**PASSAGE**
□ □ □

An entry on Henri Nestle, founder of Nestle company – the biggest food business in the world – in the article, 4Nestle in the Ottoman Empire: Global Marketing with Local Flavour 1870 – 1927, read: “Although Nestle and his wife were childless, they were aware of the high death rate among infants. …In addition, fresh milk was not always available in large towns.”

To cut a long story short, Henri Nestle acted to bring solutions that would improve people’s lives.

Jamsetji Tata, the founder of the Tata Company, was an Indian pioneer industrialist. He is referred to by many as, “Father of Indian Industry.” Jawaharlal Nehru, the first Prime Minister of India, paid tribute to Jamsetji Tata thus: 5“When you have to give the lead in action in ideas – a lead which does not fit in with the very climate of opinion – that is true courage, physical or mental or spiritual, call it what you like and it is this type of courage and vision that Jamshedji Tata showed. It is right that we should honour his memory and remember him as one of the founders of India.”

In 2021, “Hurun Philanthropists of the Century” ranked Jasmetji Tata, first among philanthropists.

In the interest of time, as I do not have your attention forever, I will not go into details anymore. But whether it is Mo Ibrahim of Sudan, Manu Chandaria of Kenya, Toyota’s founder Kiichiro Toyoda of Japan, Bill Gates of North America, or the founder of Embraer, the aeroplane manufacturer in Brazil, Ozire Silva, there is a pattern. Many of the pioneers in successful businesses focused their Marketing effort on providing solutions that improve the long-term health of society.

□ □ □

**SET TASKS**
**1)** In the passage on business founders, restate the paragraph beginning "In the interest of time" as a short bulleted list that keeps its main facts.
**2)** Please duplicate the passage on business founders between "In the interest" and "health of society.", inclusive.
**3)** Go on with the passage on business founders and their marketing, picking up after its final sentence.
The records come from a separate source.

□ □ □

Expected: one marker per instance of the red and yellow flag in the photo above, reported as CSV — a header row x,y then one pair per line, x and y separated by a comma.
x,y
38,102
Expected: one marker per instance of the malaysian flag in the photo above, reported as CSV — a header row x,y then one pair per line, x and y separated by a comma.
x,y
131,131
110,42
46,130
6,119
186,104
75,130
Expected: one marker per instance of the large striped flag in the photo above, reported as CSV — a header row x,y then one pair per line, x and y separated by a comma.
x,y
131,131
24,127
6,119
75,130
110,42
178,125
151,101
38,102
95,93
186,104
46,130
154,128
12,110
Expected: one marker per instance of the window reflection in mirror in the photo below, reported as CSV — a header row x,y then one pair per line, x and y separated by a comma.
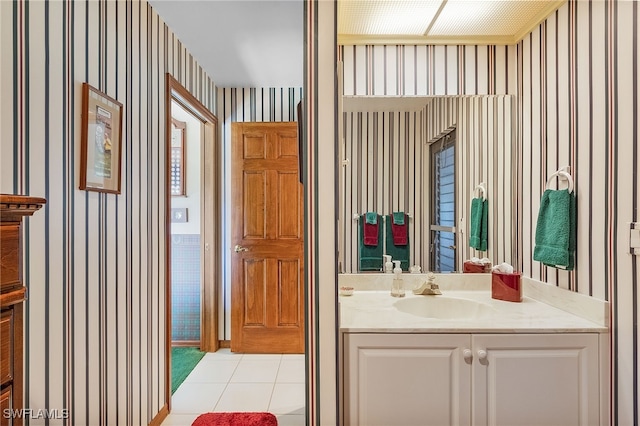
x,y
443,202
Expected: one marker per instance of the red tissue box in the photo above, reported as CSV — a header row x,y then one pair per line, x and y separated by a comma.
x,y
506,286
475,268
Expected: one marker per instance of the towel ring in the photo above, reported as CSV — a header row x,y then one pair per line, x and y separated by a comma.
x,y
564,175
483,190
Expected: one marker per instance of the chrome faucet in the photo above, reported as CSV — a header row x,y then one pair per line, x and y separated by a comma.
x,y
428,288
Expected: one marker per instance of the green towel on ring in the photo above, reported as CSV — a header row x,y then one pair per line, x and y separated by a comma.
x,y
556,229
479,232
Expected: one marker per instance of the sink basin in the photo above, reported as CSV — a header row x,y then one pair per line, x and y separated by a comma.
x,y
443,307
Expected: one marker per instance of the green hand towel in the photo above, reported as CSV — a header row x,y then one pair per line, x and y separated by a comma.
x,y
400,253
369,257
556,229
398,218
479,232
372,218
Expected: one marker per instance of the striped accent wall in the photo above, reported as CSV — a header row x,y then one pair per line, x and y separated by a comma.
x,y
95,333
578,102
391,70
575,78
269,104
384,175
389,170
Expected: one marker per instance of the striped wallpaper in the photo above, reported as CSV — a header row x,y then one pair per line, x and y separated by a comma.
x,y
94,263
389,171
575,78
245,105
578,102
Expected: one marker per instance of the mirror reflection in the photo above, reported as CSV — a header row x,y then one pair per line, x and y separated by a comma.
x,y
425,157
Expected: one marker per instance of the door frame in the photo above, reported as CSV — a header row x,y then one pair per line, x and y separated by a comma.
x,y
211,241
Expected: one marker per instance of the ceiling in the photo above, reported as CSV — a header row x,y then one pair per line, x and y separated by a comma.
x,y
259,43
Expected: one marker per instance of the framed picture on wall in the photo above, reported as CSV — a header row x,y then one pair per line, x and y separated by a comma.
x,y
100,141
178,169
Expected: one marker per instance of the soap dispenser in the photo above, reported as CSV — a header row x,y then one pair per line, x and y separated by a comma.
x,y
388,266
397,288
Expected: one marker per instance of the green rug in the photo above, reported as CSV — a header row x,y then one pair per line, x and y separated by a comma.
x,y
183,360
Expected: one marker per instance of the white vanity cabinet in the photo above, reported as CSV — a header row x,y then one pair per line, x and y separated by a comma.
x,y
470,379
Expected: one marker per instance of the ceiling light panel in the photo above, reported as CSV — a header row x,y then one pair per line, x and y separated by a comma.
x,y
487,18
386,17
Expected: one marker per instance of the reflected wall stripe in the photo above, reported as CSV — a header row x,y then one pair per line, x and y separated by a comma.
x,y
634,215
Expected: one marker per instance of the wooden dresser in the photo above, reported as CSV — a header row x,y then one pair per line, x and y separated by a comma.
x,y
13,208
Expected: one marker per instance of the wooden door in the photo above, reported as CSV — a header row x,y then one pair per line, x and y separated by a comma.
x,y
267,267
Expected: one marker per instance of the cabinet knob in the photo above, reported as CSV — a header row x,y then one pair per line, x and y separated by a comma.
x,y
467,354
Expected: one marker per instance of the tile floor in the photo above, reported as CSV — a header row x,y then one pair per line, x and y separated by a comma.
x,y
225,381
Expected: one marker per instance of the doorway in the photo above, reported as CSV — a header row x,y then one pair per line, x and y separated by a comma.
x,y
192,218
267,290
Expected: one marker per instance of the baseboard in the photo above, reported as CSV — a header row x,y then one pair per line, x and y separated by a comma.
x,y
185,343
160,417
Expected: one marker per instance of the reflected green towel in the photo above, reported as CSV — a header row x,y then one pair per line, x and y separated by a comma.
x,y
400,253
369,257
556,229
479,232
398,218
372,218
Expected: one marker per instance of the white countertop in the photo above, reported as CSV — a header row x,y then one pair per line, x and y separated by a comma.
x,y
371,311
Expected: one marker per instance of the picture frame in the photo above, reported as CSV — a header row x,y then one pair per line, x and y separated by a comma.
x,y
100,142
177,171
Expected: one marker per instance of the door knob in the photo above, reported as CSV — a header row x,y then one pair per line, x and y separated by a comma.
x,y
467,354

□ □ □

**ANSWERS TO THE EXERCISE**
**1)**
- The writer skips further details for the sake of time.
- A pattern links several founders: Mo Ibrahim of Sudan, Manu Chandaria of Kenya, Toyota's founder Kiichiro Toyoda of Japan, Bill Gates of North America, and Ozire Silva, founder of the Brazilian aeroplane manufacturer Embraer.
- Many pioneers of successful businesses aimed their Marketing at solutions that improve society's long-term health.

**2)**
In the interest of time, as I do not have your attention forever, I will not go into details anymore. But whether it is Mo Ibrahim of Sudan, Manu Chandaria of Kenya, Toyota’s founder Kiichiro Toyoda of Japan, Bill Gates of North America, or the founder of Embraer, the aeroplane manufacturer in Brazil, Ozire Silva, there is a pattern. Many of the pioneers in successful businesses focused their Marketing effort on providing solutions that improve the long-term health of society.

**3)**
That is what business should be about. I hope you noticed that, in order to establish the universality of the principles at stake here, the examples given were taken from each of the inhabited continents of the earth – Africa, Asia, Europe, Latin America and North America. Before anyone reads political sentiment into the order in which the continents have been listed and accuses me of partiality towards Africa, that was merely done by alphabetical order, nothing else.

When it is done right, the animating ethos of Marketing that makes it noble is universally present. The Marketing profession, while it embraces an attitude of innovation, constant learning, and adaptability, is an adult and mature profession. It is definitely not a fledgling profession that should now be debating its essence and purpose. We shall come back to this theme later.

Even in some of the companies that the listed pioneers belonged to, there are signs of capitulation to the pressures of Neoliberal capitalism. It tells us that a commitment to excellence and service is like a quest for the Holy Grail. It never stops. We must always be vigilant, and it requires tireless commitment.

Then came big bad wolf…

Before we get back to the discussion on the essence though, we must acknowledge not everything about the history, theory, and praxis of Marketing, has been decent. Kantar, a major voice in the Marketing world, has recently distinguished between PROFIT and PROFITEERING6. Kantar endorses the former and denounces the latter. I confess not only to finding this distinction very conceptually handy but also to agree with Kantar on their positions about both.

Greed, profiteering, short-termism, and shareholder primacy – in summary, let us be very clear, Neoliberal Capitalism – are a distinct threat to wholesome and noble marketing. They are indeed a threat to all professions and all of human existence.

I bow my head in shame that a mindless chase for short-term shareholder returns led marketers to do such things as:

  • Advertising alcoholic beverages and tobacco products at peak viewing and listening hours for children.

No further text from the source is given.